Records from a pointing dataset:

_ _ _ _ _ _ _

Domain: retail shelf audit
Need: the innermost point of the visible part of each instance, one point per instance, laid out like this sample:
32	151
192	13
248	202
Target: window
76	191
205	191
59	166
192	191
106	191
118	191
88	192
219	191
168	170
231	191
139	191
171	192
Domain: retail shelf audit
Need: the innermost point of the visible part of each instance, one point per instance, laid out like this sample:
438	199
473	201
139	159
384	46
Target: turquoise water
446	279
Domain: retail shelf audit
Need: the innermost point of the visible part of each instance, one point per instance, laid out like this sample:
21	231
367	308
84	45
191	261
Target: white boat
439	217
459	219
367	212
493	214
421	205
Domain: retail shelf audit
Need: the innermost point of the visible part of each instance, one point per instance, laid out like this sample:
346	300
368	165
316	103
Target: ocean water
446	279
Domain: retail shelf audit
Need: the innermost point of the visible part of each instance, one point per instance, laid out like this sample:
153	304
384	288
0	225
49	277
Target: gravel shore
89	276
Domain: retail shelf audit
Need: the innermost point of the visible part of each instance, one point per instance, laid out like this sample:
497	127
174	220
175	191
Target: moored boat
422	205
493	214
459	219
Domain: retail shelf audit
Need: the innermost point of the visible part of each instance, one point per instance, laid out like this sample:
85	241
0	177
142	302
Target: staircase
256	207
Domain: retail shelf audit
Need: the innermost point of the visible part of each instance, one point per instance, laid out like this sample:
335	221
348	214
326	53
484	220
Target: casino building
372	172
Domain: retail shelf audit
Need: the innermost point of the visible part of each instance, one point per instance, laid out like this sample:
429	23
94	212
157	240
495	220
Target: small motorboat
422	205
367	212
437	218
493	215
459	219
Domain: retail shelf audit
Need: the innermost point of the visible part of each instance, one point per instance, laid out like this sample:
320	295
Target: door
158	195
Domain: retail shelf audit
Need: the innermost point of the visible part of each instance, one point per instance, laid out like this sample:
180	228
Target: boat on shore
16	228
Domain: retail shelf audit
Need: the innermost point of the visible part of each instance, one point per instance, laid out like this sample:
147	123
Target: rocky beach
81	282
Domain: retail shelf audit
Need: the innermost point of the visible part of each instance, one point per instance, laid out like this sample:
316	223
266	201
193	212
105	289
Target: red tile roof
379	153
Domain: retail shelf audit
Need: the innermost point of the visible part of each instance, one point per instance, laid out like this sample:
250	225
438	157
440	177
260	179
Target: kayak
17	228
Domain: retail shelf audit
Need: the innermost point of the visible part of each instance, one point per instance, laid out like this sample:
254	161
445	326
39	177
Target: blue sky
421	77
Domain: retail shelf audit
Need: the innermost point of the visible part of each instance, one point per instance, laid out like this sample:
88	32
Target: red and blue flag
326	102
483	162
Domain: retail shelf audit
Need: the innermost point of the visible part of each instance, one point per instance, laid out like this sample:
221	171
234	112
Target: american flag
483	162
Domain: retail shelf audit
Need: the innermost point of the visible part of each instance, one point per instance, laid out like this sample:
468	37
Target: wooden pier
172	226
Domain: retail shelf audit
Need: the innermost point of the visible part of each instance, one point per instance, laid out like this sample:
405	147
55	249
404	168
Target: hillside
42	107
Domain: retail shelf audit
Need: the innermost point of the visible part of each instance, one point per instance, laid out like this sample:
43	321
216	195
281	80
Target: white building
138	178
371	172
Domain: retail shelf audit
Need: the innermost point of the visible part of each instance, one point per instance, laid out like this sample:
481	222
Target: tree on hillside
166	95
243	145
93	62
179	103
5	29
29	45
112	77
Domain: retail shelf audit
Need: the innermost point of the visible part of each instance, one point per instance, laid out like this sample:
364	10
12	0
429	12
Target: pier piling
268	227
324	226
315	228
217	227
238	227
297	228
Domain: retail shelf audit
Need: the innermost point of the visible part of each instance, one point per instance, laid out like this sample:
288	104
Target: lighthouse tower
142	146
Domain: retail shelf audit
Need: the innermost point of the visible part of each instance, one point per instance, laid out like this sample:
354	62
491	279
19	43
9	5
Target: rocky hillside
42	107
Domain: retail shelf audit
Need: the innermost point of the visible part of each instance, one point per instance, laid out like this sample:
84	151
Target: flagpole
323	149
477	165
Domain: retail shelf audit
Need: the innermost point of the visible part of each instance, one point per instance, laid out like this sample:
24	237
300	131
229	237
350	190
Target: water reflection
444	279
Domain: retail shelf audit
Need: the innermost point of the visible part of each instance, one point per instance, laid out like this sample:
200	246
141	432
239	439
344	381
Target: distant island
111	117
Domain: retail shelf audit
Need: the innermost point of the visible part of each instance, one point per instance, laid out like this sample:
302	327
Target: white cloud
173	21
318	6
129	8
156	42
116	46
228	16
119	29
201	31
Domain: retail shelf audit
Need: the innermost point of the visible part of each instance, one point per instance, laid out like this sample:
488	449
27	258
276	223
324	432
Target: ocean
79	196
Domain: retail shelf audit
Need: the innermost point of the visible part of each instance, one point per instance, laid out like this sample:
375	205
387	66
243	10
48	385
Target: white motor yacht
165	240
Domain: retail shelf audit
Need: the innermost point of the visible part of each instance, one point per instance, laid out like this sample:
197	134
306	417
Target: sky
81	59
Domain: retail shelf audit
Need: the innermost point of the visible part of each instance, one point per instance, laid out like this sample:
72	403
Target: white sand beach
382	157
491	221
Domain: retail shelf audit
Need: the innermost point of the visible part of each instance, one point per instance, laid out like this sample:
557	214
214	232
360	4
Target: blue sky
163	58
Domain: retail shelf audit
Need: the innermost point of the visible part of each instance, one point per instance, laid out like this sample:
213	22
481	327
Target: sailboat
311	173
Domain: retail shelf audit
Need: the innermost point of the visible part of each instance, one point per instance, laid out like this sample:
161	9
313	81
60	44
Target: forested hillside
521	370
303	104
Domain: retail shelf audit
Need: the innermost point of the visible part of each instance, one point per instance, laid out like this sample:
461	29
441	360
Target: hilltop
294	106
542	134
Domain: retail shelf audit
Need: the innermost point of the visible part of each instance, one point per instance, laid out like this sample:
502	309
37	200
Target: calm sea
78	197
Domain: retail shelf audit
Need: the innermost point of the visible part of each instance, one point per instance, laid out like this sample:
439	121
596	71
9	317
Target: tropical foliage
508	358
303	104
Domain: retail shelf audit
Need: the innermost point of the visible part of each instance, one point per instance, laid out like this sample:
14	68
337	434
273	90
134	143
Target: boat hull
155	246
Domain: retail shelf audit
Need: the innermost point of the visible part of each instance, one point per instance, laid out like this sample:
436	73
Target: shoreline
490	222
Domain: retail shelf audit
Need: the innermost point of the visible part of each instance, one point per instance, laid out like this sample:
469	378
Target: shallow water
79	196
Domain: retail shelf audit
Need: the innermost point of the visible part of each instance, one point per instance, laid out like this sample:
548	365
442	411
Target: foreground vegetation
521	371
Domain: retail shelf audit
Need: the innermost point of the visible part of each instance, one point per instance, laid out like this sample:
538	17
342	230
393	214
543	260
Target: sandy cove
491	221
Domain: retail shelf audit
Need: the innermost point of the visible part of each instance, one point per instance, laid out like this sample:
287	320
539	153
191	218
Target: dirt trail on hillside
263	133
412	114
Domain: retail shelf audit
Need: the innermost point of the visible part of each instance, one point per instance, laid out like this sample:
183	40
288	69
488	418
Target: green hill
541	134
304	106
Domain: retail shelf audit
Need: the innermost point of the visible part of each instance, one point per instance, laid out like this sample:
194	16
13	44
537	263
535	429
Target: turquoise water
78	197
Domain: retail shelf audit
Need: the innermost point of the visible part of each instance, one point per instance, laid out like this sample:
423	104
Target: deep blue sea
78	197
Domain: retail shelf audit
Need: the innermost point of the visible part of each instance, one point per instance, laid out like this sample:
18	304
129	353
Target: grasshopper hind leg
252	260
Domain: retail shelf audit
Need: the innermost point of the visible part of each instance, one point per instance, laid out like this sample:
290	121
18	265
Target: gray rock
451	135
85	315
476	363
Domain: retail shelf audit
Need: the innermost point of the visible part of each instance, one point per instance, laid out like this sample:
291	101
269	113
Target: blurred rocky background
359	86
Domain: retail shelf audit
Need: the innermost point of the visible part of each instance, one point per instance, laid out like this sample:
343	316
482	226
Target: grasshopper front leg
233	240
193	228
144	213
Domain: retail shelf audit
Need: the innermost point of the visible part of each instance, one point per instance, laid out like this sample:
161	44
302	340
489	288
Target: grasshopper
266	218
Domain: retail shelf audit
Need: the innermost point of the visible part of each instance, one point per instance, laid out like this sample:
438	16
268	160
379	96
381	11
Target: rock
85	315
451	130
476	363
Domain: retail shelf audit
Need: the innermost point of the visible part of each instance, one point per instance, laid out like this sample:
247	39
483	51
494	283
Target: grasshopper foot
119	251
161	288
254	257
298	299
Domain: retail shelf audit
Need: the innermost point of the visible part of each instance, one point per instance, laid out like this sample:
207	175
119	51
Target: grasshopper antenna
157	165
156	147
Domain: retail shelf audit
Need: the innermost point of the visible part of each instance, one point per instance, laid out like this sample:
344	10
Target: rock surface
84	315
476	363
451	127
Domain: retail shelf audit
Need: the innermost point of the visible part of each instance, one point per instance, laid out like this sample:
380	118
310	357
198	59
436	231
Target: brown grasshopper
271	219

_ _ _ _ _ _ _

* **What to work on**:
Collect every line of the data above that contains the string "grasshopper". Case counts.

* **Result of this task**:
Target: grasshopper hind leg
Target: grasshopper front leg
Target: grasshopper
Target: grasshopper foot
Target: grasshopper antenna
Target: brown grasshopper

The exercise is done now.